That last sentence is the most telling. Product knowledge at places like Evans and to a greater extent Halfords is poor due to inadequate staff training and high staff turnover. Of course you're not to know this.
I'd always choose a place like this;
https://fudgescyclesonline.com
Specialists in folders.


----------



## Kell (2 Jul 2018)

There's _some _truth in the amount of folding that a bike is subjected to. Some folders are designed to be folded for storage, but aren't expected to go through a hard life.

When I first got my Brompton, my journey went like this...

*Fold one/five: *
Take Brompton out of garage and put in back of car. It was normally folded from the night before, if not, fold it here. Drive daughter to childminder. Park car near station.

*Unfold one: *
Take bike out of car, ride to station.

*Fold two: *
Fold bike up to put on train.

*Unfold two:*
Take bike off train. Unfold it, and ride to work.

*Fold three:*
Arrive at work, fold bike up, take up to office.

*Unfold three:*
Take bike from office, unfold and ride to station.

*Fold four: *
Arrive at station, fold bike up for return train journey.

*Unfold four:*
Take bike off train. unfold it, ride to car.

*Fold five/one: *
Fold bike up to put in car.

Then drive home and remove from car to store in garage overnight.

That's at least four full fold/unfolds per each work day. I'm sure other people with multi-modal methods of commuting have similar stories.

● **Data excerpts**
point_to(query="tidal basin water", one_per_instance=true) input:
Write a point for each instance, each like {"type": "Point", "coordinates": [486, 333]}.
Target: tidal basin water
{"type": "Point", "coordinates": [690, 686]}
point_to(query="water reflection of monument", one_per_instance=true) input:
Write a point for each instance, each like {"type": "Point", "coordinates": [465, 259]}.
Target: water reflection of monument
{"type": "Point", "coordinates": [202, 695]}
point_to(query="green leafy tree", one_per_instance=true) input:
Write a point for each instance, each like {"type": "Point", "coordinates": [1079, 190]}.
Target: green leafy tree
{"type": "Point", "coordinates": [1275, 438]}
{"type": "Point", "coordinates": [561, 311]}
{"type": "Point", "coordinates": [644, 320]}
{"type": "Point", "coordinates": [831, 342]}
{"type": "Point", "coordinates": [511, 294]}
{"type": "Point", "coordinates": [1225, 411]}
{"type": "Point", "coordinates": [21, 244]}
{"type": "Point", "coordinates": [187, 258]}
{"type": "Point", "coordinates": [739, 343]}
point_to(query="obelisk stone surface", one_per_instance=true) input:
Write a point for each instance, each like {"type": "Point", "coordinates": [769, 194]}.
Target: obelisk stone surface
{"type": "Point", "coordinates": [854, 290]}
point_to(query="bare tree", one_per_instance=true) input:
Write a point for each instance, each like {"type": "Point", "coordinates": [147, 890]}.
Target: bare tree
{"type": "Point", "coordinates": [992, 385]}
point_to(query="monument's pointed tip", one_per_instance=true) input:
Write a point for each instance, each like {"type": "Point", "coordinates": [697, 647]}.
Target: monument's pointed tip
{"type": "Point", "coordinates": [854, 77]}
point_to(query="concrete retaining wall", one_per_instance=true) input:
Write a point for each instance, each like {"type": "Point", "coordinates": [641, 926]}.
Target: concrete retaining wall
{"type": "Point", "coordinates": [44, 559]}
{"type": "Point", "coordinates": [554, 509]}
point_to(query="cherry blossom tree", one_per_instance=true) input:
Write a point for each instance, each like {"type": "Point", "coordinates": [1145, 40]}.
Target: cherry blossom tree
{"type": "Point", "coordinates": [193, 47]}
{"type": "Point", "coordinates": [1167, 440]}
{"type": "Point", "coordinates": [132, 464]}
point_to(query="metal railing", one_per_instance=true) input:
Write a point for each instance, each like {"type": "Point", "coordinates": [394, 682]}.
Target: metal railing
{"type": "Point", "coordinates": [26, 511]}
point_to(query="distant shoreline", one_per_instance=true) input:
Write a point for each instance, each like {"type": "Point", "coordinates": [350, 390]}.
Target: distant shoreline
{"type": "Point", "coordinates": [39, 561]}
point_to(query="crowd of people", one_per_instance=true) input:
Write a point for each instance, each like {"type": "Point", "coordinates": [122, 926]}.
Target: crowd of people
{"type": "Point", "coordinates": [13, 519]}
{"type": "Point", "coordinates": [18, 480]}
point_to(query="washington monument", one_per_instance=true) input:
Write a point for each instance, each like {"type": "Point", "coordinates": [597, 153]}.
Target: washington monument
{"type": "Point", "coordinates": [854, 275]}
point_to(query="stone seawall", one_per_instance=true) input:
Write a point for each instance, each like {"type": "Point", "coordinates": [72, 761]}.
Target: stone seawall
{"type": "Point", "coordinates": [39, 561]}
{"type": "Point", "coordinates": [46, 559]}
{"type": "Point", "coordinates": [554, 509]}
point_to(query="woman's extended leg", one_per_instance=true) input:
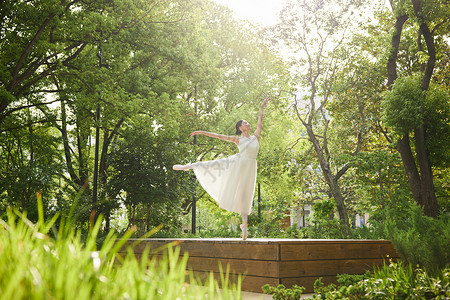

● **Problems to solve**
1. According to the folding bike thread, what causes poor product knowledge at places like Evans and Halfords?
2. Write what comes next in the folding bike thread, starting after its last sentence.
The data were drawn from a different source than the folding bike thread.

● **Replies**
1. Inadequate staff training and high staff turnover.

2.
It's better now as I don't have to drop my daughter off in the mornings, so can ride to the station, and I have a bike space at work. So it only gets folded to go on the train once and the start of the day and once at the end. But they go through some abuse.


----------



## Army of One (2 Jul 2018)

Thanks for the input. The staff at the now closed Crawley branch appeared to be very knowledgeable as I watched them speak to others. Confident in what the spoke about. That is why I bought what I did. In the nearly 4 years I had it I can say the amount of times it was folded didn't touch double figures. They have been helpful so far at the Gatwick branch and the chap I'm dealing with knows the chap who sold it to me. I only bought a folder as when the Gatwick express changed hands new company enforced the no non folding bikes in the late afternoon early evening rule even when trains where nowhere near full, hence hardly ever folding it.


----------



## Oldboots091 (7 Sep 2018)

Tern P24H fits my requirements perfectly.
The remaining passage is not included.